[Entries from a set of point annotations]
⟨

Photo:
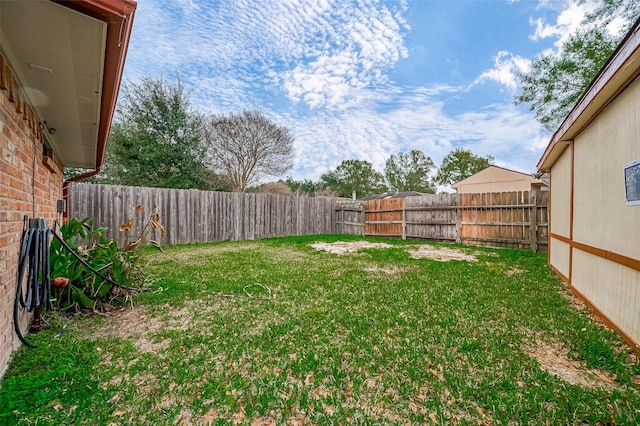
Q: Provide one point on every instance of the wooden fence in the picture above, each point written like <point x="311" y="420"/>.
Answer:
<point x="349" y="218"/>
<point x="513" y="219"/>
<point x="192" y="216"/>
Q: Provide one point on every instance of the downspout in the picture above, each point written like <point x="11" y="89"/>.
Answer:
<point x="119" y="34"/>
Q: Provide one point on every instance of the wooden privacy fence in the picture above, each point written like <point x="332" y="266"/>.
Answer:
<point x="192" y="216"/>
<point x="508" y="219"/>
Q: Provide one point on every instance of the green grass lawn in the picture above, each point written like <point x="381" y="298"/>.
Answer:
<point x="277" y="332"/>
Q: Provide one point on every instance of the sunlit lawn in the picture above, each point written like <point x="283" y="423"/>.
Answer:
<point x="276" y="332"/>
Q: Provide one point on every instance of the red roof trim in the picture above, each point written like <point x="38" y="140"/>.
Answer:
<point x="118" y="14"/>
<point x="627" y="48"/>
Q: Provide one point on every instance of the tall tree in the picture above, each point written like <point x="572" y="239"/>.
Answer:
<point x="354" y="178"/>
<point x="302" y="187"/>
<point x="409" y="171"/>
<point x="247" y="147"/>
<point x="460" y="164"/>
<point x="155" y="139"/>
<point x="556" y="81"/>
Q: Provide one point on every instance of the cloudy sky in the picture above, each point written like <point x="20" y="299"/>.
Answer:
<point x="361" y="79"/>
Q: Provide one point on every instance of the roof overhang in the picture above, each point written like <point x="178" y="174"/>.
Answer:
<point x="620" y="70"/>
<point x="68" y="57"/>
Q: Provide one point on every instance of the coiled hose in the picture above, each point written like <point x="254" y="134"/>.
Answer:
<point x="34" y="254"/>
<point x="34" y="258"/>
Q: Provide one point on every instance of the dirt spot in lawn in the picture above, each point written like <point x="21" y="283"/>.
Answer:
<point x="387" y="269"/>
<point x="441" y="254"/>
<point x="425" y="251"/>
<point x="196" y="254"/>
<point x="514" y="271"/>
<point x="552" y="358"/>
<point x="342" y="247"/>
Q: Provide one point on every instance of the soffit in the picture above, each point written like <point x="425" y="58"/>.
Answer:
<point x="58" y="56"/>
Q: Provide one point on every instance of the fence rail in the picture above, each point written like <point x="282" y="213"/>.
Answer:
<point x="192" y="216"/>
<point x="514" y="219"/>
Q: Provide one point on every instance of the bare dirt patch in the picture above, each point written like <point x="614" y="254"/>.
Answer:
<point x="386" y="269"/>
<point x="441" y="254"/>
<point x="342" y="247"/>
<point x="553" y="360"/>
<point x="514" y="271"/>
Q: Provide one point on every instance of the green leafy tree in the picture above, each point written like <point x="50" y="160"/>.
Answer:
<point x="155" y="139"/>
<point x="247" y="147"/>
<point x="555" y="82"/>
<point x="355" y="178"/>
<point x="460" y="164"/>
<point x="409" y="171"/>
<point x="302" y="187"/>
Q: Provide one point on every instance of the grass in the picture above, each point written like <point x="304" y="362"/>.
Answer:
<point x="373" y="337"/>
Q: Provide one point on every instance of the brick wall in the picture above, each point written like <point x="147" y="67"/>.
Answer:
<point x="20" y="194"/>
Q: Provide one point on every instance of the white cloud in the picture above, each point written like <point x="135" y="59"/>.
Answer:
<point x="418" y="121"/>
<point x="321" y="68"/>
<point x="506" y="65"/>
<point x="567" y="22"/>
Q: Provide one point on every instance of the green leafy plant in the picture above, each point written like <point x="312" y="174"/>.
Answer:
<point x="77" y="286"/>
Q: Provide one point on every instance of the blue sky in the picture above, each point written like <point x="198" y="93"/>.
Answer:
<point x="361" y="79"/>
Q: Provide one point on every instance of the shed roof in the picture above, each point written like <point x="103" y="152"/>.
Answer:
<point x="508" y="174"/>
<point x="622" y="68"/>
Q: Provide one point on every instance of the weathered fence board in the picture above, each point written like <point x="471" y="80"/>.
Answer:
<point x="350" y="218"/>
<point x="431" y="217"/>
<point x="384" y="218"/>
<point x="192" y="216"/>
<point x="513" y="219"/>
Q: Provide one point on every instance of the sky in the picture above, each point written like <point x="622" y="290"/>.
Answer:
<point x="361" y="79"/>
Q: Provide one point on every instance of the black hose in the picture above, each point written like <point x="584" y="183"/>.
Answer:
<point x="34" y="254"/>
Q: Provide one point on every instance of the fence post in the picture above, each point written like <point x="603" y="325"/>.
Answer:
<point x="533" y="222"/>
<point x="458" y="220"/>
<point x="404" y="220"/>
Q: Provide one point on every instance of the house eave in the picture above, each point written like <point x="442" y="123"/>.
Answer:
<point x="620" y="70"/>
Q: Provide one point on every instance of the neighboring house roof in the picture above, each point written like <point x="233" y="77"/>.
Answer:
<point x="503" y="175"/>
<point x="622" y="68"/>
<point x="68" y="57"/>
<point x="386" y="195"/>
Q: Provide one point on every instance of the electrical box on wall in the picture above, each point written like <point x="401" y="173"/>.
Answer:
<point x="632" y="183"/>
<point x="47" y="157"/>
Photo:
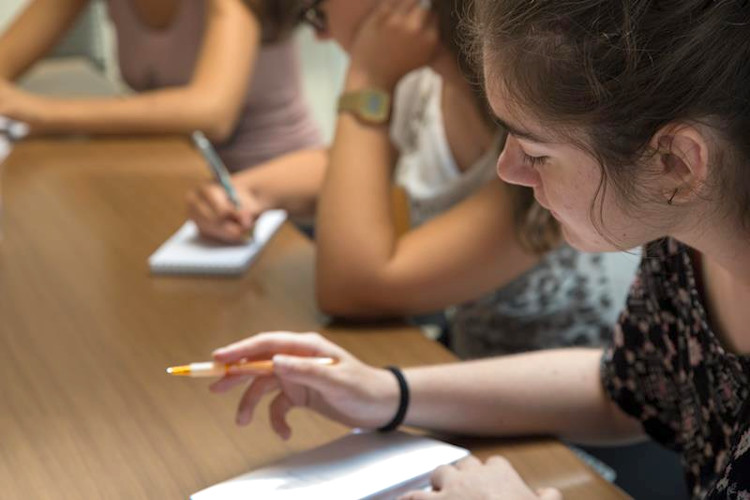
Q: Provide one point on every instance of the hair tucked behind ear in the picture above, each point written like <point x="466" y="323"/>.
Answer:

⟩

§ **THE EXERCISE**:
Reproduce all of the items above word for word, leaving out the pictures.

§ **WORKED ANSWER**:
Photo:
Q: Provide one point on every instance of the wooden fence in the picture above, each point written like <point x="311" y="420"/>.
Answer:
<point x="349" y="218"/>
<point x="513" y="219"/>
<point x="192" y="216"/>
Q: Provide one point on every instance of the downspout in the picture above, each point written like <point x="11" y="89"/>.
Answer:
<point x="119" y="34"/>
Q: Provide one point on every instance of the wooden privacy fence in the picture above, each point written like <point x="332" y="266"/>.
Answer:
<point x="192" y="216"/>
<point x="508" y="219"/>
Q: Provide one point on every instance of the green grass lawn in the picture above, each point written like <point x="381" y="298"/>.
Answer:
<point x="277" y="332"/>
Q: Provide one point on every instance of the sunlit lawn in the picture above, each point written like <point x="283" y="423"/>.
Answer:
<point x="276" y="332"/>
Q: Provide one point on every instance of the red roof trim in the picture above, each point written like <point x="38" y="140"/>.
Answer:
<point x="118" y="14"/>
<point x="627" y="48"/>
Q: Provide one point on every instance of the tall tree in the picture above, each point written like <point x="572" y="239"/>.
Answer:
<point x="354" y="178"/>
<point x="302" y="187"/>
<point x="409" y="171"/>
<point x="247" y="147"/>
<point x="460" y="164"/>
<point x="155" y="139"/>
<point x="556" y="81"/>
Q: Provide one point on every instance of the cloudy sky in the picture above, each point written like <point x="20" y="299"/>.
Answer:
<point x="361" y="79"/>
Q: Provide one point on every instance of the roof overhang in the picture above, each point written like <point x="178" y="174"/>.
Answer:
<point x="620" y="70"/>
<point x="68" y="57"/>
Q: Provide one point on every instance of the coiled hose in the picture above, each point written like <point x="254" y="134"/>.
Answer:
<point x="34" y="254"/>
<point x="34" y="258"/>
Q: Provide one point on every instance of the dirt spot in lawn in the picture above, each point written like <point x="21" y="283"/>.
Answer:
<point x="387" y="269"/>
<point x="441" y="254"/>
<point x="425" y="251"/>
<point x="196" y="254"/>
<point x="514" y="271"/>
<point x="552" y="358"/>
<point x="342" y="247"/>
Q: Provide one point on every instance of the soffit in the picture above, each point written like <point x="425" y="58"/>.
Answer:
<point x="58" y="56"/>
Q: Provide one point on every instance of the fence rail in the picture above, each point written like <point x="282" y="213"/>.
Answer:
<point x="192" y="216"/>
<point x="514" y="219"/>
Q: Provide one point on every instance of the bare dirt patch in the picture above, each point written like <point x="614" y="254"/>.
Answer:
<point x="386" y="269"/>
<point x="441" y="254"/>
<point x="342" y="247"/>
<point x="553" y="360"/>
<point x="514" y="271"/>
Q: Provide one point on every instance of the green leafy tree in the picture above, each point written like <point x="50" y="160"/>.
Answer:
<point x="155" y="139"/>
<point x="247" y="147"/>
<point x="555" y="82"/>
<point x="355" y="178"/>
<point x="460" y="164"/>
<point x="409" y="171"/>
<point x="302" y="187"/>
Q: Provide one point on every instance of the grass in the picture above, each point written like <point x="304" y="362"/>.
Answer:
<point x="373" y="337"/>
Q: Provide one point on every instance of the brick wall in the picture above, each point written like <point x="147" y="67"/>.
Answer:
<point x="20" y="194"/>
Q: Provide one point on every instance of the white cloud in the picture above, each point written like <point x="135" y="59"/>.
Answer:
<point x="418" y="121"/>
<point x="321" y="68"/>
<point x="506" y="65"/>
<point x="567" y="22"/>
Q: Provide one point on every instance of the green leafy plant in the picture above, each point written like <point x="312" y="174"/>.
Answer:
<point x="77" y="286"/>
Q: Provide one point on every instance of the blue sky in the picture above, each point written like <point x="198" y="93"/>.
Answer:
<point x="361" y="79"/>
Q: Provide one point on every instance of the shed roof in the picture above, each point written like <point x="103" y="152"/>.
Answer:
<point x="508" y="174"/>
<point x="622" y="68"/>
Q: Provide one point on every instance of the weathered fence board in the picture above, each point written like <point x="471" y="80"/>.
Answer:
<point x="350" y="218"/>
<point x="431" y="217"/>
<point x="384" y="218"/>
<point x="192" y="216"/>
<point x="513" y="219"/>
Q: Provide one point on every instance of the sky in the picture above, each point written like <point x="622" y="290"/>.
Answer:
<point x="361" y="79"/>
Q: Provide one point on every instance of the black hose in the picture above, each point written like <point x="584" y="183"/>.
Answer:
<point x="34" y="254"/>
Q: Provide one point on every instance of the fence post in the picture above, each point written like <point x="603" y="325"/>.
Answer:
<point x="533" y="222"/>
<point x="458" y="220"/>
<point x="404" y="220"/>
Q: Provide one point on every instance of the house eave in the picture above, each point written like <point x="442" y="123"/>.
Answer:
<point x="620" y="70"/>
Q: Provide one point on every instance of the neighboring house roof in the picture above, each point written like <point x="233" y="77"/>.
Answer:
<point x="503" y="175"/>
<point x="622" y="68"/>
<point x="68" y="57"/>
<point x="386" y="195"/>
Q: Provide one point on every instance of the electrical box on wall in the picture above, each point written like <point x="401" y="173"/>.
Answer:
<point x="632" y="183"/>
<point x="47" y="157"/>
Photo:
Q: Provide one point on every instance of the hair tucked behind ear in the picture above, each point written like <point x="466" y="323"/>.
Answer:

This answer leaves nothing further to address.